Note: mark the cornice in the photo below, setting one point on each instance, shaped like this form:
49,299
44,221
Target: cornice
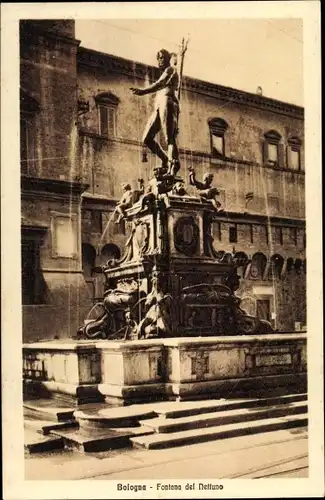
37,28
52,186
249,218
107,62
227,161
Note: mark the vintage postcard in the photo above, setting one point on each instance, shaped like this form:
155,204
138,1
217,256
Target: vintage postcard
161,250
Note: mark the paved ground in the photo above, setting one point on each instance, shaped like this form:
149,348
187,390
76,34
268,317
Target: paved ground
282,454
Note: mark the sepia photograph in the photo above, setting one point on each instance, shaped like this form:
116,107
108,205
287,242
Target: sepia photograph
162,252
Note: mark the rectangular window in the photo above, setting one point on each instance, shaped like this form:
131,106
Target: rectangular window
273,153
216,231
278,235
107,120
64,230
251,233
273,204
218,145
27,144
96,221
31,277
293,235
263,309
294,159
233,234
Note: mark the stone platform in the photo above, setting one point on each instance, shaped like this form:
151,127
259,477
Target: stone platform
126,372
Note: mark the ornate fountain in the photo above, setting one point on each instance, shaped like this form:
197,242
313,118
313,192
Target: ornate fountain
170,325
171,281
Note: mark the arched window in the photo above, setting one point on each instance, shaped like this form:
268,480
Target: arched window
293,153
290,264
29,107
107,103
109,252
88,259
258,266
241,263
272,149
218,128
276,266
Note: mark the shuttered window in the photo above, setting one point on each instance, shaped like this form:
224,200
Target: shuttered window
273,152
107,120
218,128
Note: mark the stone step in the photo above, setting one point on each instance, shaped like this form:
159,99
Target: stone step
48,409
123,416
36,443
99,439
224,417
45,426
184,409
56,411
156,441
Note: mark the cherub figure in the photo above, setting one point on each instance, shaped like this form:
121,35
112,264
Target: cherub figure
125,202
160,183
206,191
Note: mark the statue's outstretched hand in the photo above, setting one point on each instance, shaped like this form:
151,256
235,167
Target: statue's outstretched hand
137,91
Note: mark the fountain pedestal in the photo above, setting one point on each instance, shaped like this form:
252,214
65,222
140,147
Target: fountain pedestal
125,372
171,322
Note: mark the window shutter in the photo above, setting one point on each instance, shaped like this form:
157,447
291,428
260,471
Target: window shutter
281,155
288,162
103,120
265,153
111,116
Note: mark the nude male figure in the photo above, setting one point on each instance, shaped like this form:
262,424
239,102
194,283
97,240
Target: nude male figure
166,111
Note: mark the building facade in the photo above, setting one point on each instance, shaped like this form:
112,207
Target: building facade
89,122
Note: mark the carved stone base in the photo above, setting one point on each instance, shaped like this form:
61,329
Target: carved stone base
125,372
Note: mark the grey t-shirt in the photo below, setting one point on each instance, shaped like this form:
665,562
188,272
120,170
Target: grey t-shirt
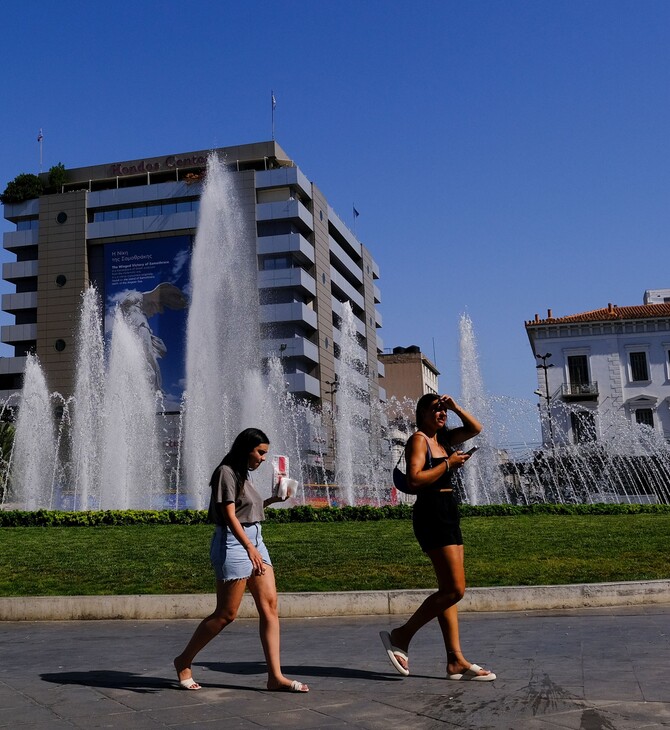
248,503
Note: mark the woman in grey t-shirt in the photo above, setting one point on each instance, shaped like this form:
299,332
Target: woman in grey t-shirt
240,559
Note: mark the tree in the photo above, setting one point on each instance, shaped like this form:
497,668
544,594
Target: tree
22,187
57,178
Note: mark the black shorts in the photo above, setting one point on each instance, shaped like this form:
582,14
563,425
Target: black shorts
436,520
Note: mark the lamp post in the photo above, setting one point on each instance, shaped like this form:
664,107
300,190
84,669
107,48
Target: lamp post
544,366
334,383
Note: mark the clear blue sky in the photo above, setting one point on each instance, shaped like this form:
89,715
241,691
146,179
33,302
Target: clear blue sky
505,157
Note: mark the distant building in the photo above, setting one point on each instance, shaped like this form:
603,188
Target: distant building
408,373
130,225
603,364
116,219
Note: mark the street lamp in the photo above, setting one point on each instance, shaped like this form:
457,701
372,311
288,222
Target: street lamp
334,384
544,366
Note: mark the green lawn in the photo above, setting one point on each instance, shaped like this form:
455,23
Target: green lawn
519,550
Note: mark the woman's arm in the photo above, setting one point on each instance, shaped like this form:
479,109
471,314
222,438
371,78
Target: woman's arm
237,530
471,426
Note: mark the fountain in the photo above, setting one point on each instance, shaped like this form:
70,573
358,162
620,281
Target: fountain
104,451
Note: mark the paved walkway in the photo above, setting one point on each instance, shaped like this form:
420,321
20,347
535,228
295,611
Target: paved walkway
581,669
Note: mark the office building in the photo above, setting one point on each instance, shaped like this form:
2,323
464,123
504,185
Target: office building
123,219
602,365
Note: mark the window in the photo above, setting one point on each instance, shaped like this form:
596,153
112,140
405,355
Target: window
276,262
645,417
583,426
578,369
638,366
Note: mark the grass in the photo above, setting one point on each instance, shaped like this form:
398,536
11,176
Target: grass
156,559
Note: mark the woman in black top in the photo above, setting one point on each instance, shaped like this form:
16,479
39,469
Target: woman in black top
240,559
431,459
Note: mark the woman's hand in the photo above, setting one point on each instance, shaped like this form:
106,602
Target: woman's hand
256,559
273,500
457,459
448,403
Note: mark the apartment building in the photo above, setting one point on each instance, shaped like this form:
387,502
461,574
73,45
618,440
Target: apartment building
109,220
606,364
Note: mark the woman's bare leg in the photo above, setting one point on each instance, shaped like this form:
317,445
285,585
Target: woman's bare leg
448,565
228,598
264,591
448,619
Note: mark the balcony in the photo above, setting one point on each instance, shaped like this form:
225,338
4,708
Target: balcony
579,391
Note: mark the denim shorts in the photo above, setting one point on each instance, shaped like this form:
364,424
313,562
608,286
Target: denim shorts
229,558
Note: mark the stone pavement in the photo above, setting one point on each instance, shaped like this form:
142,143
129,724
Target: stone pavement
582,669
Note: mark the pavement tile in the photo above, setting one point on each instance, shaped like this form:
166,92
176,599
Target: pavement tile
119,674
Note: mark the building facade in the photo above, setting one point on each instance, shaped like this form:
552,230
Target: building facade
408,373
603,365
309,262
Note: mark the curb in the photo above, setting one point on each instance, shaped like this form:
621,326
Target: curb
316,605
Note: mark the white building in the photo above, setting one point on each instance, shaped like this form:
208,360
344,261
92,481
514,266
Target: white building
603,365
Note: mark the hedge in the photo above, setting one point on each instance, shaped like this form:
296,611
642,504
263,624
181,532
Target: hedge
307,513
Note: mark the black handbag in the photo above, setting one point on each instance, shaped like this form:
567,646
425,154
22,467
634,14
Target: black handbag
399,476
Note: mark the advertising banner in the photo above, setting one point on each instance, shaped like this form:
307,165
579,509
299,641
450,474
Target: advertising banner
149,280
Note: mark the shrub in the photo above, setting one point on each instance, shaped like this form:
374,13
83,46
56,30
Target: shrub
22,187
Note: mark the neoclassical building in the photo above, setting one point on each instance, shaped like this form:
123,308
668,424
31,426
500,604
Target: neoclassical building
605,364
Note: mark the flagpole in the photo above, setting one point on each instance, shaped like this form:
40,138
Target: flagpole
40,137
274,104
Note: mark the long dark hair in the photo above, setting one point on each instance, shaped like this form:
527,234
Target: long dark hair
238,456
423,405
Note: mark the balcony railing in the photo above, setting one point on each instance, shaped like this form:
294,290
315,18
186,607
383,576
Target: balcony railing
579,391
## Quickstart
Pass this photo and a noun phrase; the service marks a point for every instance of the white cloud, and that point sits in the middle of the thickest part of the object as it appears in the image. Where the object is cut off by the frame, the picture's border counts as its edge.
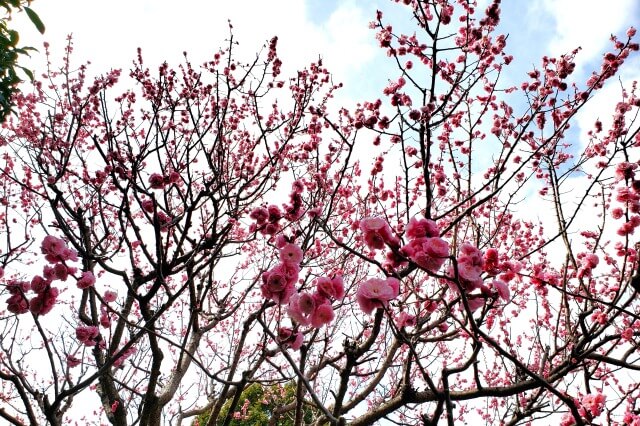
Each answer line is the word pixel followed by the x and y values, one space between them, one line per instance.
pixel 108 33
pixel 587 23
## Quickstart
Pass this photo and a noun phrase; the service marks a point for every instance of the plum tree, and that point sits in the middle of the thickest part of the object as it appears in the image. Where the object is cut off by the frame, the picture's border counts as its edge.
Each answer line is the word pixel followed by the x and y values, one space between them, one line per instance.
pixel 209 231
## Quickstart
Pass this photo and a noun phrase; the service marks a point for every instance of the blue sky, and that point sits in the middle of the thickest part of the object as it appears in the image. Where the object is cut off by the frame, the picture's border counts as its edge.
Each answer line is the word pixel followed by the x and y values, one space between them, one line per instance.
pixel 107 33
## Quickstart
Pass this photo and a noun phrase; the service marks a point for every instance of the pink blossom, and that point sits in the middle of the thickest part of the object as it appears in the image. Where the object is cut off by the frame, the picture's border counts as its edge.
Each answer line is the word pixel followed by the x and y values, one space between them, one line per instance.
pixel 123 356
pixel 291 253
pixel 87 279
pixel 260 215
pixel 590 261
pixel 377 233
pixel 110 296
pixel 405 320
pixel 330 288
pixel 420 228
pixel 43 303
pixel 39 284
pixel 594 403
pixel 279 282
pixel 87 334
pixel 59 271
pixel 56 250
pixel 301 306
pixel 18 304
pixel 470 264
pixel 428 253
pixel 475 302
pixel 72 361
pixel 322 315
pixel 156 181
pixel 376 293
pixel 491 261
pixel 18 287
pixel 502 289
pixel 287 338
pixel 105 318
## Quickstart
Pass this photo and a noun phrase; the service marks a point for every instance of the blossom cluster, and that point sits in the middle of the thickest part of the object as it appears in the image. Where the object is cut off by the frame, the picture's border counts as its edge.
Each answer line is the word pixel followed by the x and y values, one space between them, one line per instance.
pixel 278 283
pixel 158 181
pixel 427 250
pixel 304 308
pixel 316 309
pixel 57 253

_Exercise goal_:
Reproduce all lines from the records above that include the word "below".

_Task solution_:
Note: mark the cornice in the photo below, setting one point on each instance, shaped like this form:
Note: mark the grey t-shirt in the photo below, setting one point on each instance, shaped like this form:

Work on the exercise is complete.